■ Exercício escrito ■
Substitua "photo" por "image" em todo o material abaixo. Reproduza todo o resto sem nenhuma mudança.

##########

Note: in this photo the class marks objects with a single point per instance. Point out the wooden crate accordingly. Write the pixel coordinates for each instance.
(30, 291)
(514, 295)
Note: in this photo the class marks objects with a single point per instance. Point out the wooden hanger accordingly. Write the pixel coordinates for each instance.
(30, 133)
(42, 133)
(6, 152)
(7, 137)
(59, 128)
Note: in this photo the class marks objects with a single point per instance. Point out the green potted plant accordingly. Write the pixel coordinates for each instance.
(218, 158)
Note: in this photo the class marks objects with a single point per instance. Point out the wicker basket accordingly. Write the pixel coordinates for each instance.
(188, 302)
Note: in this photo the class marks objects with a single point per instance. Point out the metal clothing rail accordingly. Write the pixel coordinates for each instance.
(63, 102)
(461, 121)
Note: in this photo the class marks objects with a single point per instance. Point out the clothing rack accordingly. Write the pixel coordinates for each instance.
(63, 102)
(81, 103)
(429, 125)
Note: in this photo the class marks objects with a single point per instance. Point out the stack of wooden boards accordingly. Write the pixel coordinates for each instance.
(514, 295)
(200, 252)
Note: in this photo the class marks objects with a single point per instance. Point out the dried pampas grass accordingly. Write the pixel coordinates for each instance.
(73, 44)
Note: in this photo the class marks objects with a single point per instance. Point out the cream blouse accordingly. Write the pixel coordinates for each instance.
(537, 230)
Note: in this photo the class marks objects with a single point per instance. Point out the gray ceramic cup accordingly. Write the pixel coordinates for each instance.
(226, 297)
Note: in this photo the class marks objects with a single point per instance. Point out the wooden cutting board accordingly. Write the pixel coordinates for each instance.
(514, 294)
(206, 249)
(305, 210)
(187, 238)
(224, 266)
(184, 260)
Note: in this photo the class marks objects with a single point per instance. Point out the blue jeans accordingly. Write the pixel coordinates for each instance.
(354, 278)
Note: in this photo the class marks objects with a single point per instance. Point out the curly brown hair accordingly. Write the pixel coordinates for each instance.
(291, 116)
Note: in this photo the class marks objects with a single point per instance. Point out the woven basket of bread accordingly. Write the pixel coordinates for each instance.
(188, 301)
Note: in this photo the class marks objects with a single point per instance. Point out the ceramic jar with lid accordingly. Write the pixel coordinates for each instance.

##########

■ Resultado da tarefa ■
Note: in this image the class marks objects with a single point per instance. Point out the wooden crate accordingly. Write the pixel coordinates for each instance.
(30, 291)
(514, 295)
Note: in this image the class marks objects with a single point per instance. Point out the wooden hanger accordingly. Write the pixel coordinates for each instance.
(30, 133)
(42, 133)
(6, 152)
(7, 137)
(59, 128)
Note: in this image the class marks objects with a single point per instance. Point out the green potted plant accordingly. Write the pixel coordinates for each instance.
(218, 158)
Note: in this image the class marks objects with a single point per instance. Point out the wicker basket accordingly. Write the pixel coordinates for each instance.
(188, 302)
Note: in this image the class marks objects with a single point per instance. Point out the metal clothing rail accordingly. Write the pixel coordinates for each instance.
(63, 102)
(461, 121)
Note: in this image the class marks objects with a single point per instance. Point out the clothing rack accordingly. Write the pixel coordinates for each instance.
(63, 102)
(81, 103)
(429, 125)
Note: in this image the class marks objects with a single point per instance. Point out the stack of wooden boards accordingly. Write the pixel coordinates for each instance.
(514, 295)
(200, 252)
Note: in this image the class marks objects with a single point per instance. Point out the dried pampas grass accordingly. Write the pixel coordinates for each instance.
(73, 44)
Note: in this image the class marks objects with a single point per instance. Point out the cream blouse accordingly. Write the pixel coordinates for each instance.
(537, 230)
Note: in this image the class marks objects with a single point per instance. Point out the gray ceramic cup accordingly. Write the pixel coordinates for each instance.
(226, 297)
Note: in this image the class marks objects with a single point per instance. Point out the wooden cutting board accordingly. Write the pixel coordinates for each instance.
(514, 294)
(206, 249)
(305, 210)
(187, 238)
(224, 266)
(184, 260)
Note: in this image the class marks objects with a single point per instance. Point out the blue jeans accordingly. Write the pixel coordinates for each instance.
(354, 278)
Note: in this image the class marks objects with a single point per instance. Point out the curly brown hair accordingly. Write the pixel coordinates for each instance.
(291, 116)
Note: in this image the class marks objects with a single point per instance. Point out the woven basket of bread accordingly. Write the pixel coordinates for each instance.
(188, 301)
Note: in this image the class marks objects with a single point per instance. Point out the ceramic jar with lid accordingly. Write the pixel coordinates for each instance.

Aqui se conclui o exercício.